== Segment start ==
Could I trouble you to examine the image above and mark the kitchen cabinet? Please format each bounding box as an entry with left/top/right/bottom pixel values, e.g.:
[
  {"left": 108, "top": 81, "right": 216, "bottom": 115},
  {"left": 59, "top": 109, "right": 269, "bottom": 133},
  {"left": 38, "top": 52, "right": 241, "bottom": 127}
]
== Segment end ==
• [What you are asked to do]:
Retype each of the preceding records exactly as printed.

• [Response to the task]:
Could I trouble you to examine the image above and mark the kitchen cabinet? Please format each bounding box as an entry with left/top/right/bottom pixel values, e.g.:
[
  {"left": 108, "top": 81, "right": 216, "bottom": 115},
  {"left": 59, "top": 109, "right": 269, "bottom": 133},
  {"left": 38, "top": 52, "right": 241, "bottom": 127}
]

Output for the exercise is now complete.